§ **Provided text**
━━━
We really do wish we could see what followed that, because the reply, as it stands, feels not fully fleshed out. Like, did he go on to explain that the woman was wrong, or was that just so obvious that he didn’t feel the need to underline it? Or did he have more to say about that empathy and compassion stuff? Unfortunately, we haven’t found any longer video that would add context. We did a journalism and emailed the Platner campaign to ask if they have a more complete clip, but haven’t heard back.
(There’s a full video of the Platner town hall in another town the same day, which we’ll discuss in a moment.)
We have thoughts about Platner’s response. Our first reaction was that it had a whiff of the old claim from 2016 that people supported Trump out of “economic anxiety,” even as Trump supporters have made it increasingly clear in the years since that they mostly groove on his racism and authoritarian rhetoric. All too many more of them will reply to videos of families being separated or immigrants being slammed to the pavement by saying “Yes! This is what I voted for!” than to say “I am horrified and can’t believe I thought he would bring down grocery prices.”
━━━
§ **Position annotation records**
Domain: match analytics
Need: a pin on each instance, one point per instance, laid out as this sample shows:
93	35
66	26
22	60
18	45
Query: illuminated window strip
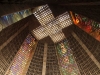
64	20
51	25
67	62
44	14
57	37
40	32
18	65
14	17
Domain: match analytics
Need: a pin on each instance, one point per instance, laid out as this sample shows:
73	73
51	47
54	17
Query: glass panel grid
57	37
67	62
14	17
23	55
52	27
44	14
40	32
64	20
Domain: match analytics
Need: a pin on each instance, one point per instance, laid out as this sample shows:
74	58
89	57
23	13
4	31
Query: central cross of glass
50	26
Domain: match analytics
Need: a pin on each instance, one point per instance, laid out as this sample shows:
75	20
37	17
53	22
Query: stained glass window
66	59
14	17
51	26
88	25
23	55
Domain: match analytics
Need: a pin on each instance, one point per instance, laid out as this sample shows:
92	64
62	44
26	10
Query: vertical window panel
20	61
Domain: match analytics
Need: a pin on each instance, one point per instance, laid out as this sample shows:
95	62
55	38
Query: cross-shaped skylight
51	26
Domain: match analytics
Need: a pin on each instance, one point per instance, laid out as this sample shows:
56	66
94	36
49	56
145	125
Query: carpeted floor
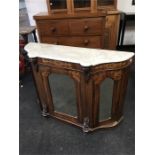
47	136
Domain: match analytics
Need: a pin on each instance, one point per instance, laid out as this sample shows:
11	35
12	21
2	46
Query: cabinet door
58	4
82	3
105	2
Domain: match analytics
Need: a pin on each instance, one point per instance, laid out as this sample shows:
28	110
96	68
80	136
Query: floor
47	136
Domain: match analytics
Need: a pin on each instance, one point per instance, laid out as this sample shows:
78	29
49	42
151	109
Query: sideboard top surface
84	56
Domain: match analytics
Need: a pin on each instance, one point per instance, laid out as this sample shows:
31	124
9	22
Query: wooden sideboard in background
88	23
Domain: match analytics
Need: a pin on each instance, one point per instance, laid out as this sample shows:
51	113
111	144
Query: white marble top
83	56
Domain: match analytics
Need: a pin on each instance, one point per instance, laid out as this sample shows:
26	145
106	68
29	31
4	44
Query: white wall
34	7
127	7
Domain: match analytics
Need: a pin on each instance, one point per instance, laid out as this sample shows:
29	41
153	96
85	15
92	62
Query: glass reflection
63	93
81	3
105	2
106	92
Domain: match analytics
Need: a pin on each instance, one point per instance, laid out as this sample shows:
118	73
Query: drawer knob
53	29
86	28
86	42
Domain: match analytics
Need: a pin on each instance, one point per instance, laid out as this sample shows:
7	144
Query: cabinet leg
44	111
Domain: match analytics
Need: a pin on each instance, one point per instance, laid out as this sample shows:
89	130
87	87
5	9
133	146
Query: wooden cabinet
85	23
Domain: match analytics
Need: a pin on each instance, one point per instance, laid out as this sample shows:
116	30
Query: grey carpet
42	136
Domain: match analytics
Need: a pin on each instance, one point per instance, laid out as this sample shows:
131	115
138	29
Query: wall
34	7
126	6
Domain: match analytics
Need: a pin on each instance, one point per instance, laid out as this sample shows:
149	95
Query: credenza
87	69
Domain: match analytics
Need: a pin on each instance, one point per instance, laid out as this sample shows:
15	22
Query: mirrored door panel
105	2
58	4
106	93
81	3
63	93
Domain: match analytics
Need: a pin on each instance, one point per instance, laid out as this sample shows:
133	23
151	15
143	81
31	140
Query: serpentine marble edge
83	56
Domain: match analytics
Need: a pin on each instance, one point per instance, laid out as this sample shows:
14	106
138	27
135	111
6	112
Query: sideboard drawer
91	42
93	26
53	28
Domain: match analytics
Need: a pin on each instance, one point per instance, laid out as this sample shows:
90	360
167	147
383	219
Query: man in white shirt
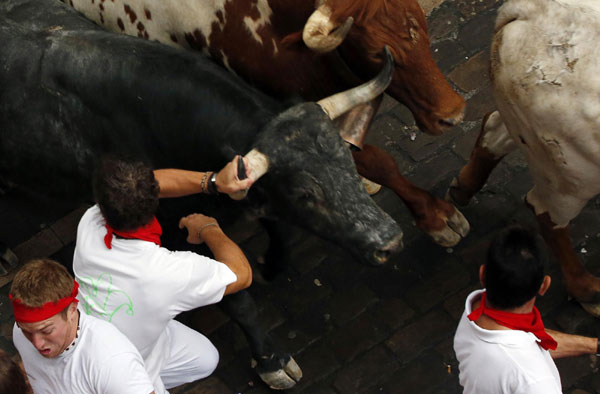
63	350
501	343
128	279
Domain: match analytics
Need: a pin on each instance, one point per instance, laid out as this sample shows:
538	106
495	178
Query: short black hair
126	191
515	265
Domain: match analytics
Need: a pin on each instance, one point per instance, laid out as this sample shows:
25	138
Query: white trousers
192	356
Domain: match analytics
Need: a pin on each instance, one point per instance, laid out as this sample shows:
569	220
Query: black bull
70	92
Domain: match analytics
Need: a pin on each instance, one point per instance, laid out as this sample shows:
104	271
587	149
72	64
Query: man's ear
482	274
545	285
72	312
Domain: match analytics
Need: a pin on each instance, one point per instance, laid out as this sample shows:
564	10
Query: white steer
545	65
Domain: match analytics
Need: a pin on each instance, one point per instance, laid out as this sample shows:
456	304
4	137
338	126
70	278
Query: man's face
51	337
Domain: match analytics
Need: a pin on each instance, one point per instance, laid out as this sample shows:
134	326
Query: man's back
502	361
140	287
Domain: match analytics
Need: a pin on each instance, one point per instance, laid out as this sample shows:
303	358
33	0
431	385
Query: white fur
546	70
265	17
170	17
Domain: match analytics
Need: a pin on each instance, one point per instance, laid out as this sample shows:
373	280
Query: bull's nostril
450	122
382	256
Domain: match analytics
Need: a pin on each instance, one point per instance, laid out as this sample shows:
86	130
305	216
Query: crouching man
501	343
64	350
130	280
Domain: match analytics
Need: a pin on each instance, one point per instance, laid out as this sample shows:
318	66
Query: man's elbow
246	279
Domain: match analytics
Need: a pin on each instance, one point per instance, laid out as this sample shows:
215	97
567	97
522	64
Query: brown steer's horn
258	164
341	103
322	35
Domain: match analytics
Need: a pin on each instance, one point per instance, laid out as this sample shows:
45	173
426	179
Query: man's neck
488	323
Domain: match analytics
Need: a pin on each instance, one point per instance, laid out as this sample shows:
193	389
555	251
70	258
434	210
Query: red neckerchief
149	232
29	314
528	322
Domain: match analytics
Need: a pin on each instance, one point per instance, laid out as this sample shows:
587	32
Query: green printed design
93	303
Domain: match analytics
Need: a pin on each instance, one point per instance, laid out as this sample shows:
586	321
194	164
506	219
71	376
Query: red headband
26	314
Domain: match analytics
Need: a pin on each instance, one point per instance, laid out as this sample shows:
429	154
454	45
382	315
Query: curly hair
126	192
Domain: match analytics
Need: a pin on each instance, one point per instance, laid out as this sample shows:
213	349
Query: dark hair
12	379
126	192
514	270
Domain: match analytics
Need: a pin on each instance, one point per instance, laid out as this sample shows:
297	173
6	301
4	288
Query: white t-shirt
101	361
139	286
502	361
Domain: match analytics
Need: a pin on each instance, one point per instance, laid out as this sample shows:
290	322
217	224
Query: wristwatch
212	184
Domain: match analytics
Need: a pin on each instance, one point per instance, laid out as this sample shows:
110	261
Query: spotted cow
545	74
289	48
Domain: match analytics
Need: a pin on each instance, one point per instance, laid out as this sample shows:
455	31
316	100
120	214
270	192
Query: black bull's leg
277	369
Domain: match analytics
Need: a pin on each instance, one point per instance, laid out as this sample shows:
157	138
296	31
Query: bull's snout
452	121
380	256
━━━
§ **Problems and tasks**
1. In the Platner passage, what did the writers email the Platner campaign to ask?
2. Edit the Platner passage by replacing "Unfortunately" with "Sadly", starting at the words "We really do" and stopping after "haven’t heard back.".

§ **Written answers**
1. They asked whether the campaign has a more complete clip.

2.
We really do wish we could see what followed that, because the reply, as it stands, feels not fully fleshed out. Like, did he go on to explain that the woman was wrong, or was that just so obvious that he didn’t feel the need to underline it? Or did he have more to say about that empathy and compassion stuff? Sadly, we haven’t found any longer video that would add context. We did a journalism and emailed the Platner campaign to ask if they have a more complete clip, but haven’t heard back.